**Problem set**
a) Answer these questions about the PBS fall season preview:
(i) Who plays the new Peter Wimsey?
(ii) On what date does "Trying Times" premiere?
(iii) How many parts does "Degrassi Junior High" have?
b) Please write the next part of the PBS fall season preview, picking up after its last sentence.

**Document excerpt**
*** Begin section ***
With the spoonful-of-sugar approach PBS will once again offer doses of science, culture and theater when the new TV season gets under way this fall.
Devotees of PBS' unique dramatic touches will see a new Peter Wimsey (Edward Petherbridge) in three Dorothy L. Sayers' novels to begin airing on ''Mystery'' on Oct. 1. (PBS stations may vary the airdates.)
''Masterpiece Theatre'' returns to the '20s for a saga of ''The Bretts,'' a family of the ''theatah'' similar to the Barrymores or the Redgraves. No such similarity intended, the family is sufficiently high-strung and ego-motivated to make for some delicious viewing. The show debuts Oct. 4.
''Great Performances'' will boast a three-part series called ''The Tales of Hollywood,'' written by John O'Hara, Budd Schulberg and F. Scott Fitzgerald. Michelle Pfeiffer, Brian Kerwin and Christopher Lloyd are among the series' stars. The shows premiere Nov. 6 with John O'Hara's ''Natica Jackson,'' a somber story about what happens when a movie star falls for a noncelebrity.
But the most exciting new entry on PBS is the first comedy anthology created for public television titled ''Trying Times.'' Written by such renowned contemporary playwrights as Beth Henley, Christopher Durang and Bernard Slade, the six-part series explores the frustrations and occasional triumphs in coping with modern life.
Teri Garr plays a woman on the verge of mid-life crisis who must learn to drive a car, and Steven Wright portrays a 30-year-old perpetual student who has mastered the Punic Wars but doesn't know how to get a job. Other stars in the series include Rosanna Arquette, Julie Hagerty and Candice Bergen. Premiere date: Oct. 19.
''Degrassi Junior High,'' a special dramatic series aimed at junior high students, debuts Saturday. Unlike the teen fodder found in the movies, ''Degrassi'' takes a realistic look at adolescents and some of their problems like dating, peer pressure, gossip, drugs and friendship. This 26-part, half-hour series is created by the same team that produced the award-winning ''Kids of Degrasi Street'' which aired on the Disney Channel.
*** End section ***
**Provided data**
*** Begin section ***
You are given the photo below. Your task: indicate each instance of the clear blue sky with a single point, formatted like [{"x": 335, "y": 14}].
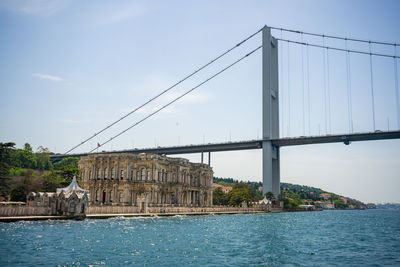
*** End section ***
**Results for the exercise**
a)
(i) Edward Petherbridge
(ii) Oct. 19
(iii) 26

b)
The 13-part ''Adams Chronicles,'' which originally aired in 1976, will be back for another visit beginning Sept. 24.
PBS is not about to forget science and has four new science-oriented series on tap this season. Dynamic MIT physicist Philip Morrison will host a six-part series about scientific inquiry -- how science knows what it knows and how it got that way. Morrison, an enthusiastic lecturer in the James Burke mode, takes viewers on a personal journey through scientific insight in this six-part ''The Ring of Truth'' premiering Oct. 20.
Pop naturalist David Attenborough will be back with ''The First Eden,'' a four-part program tracing man's impact on the environment of the Mediterranean from the first domestication of the beasts to his pollution of the land. The show begins airing Nov. 2.
''The Health Century'' commemorates the people who have made inroads into the mystery of medical science. The four-part series debuts Sept. 21.
''The Infinite Voyage'' will explore the unseen worlds of atoms and galaxies and ancient rivers. Premiering Oct. 28, the 12-part series will also air on commercial television.
The 200th anniversary of the Constitution will get a nod from PBS when it offers a four-part series about the impact of that esteemed document on the lives of Americans in ''We the People,'' debuting Sept. 22. Hosted by Peter Jennings, the program will be filmed in cities and towns where people are struggling with the very issues that are covered in the Constitution.
''America by Design,'' offers a personal perspective by architectural historian Spiro Kostof on the structures of our society. Not contenting himself with buildings, Kostof also examines the roadways, work places and the landscapes of America. The five-part series begins Sept. 28.